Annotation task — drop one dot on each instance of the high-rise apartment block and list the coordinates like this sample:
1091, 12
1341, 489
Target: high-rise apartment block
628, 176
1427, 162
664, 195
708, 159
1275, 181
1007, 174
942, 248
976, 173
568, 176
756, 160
::::
> _THE PROBLEM_
Print all of the entries exactly as they are written.

> _SOLUTION TO THE PROBLEM_
Annotation task — drop one dot on each instance of the high-rise apartment block and list the coordinates like this sample:
1091, 12
1341, 489
Target: high-rise apartment block
628, 176
1427, 162
664, 195
708, 159
1275, 181
1007, 174
942, 248
976, 173
568, 176
756, 160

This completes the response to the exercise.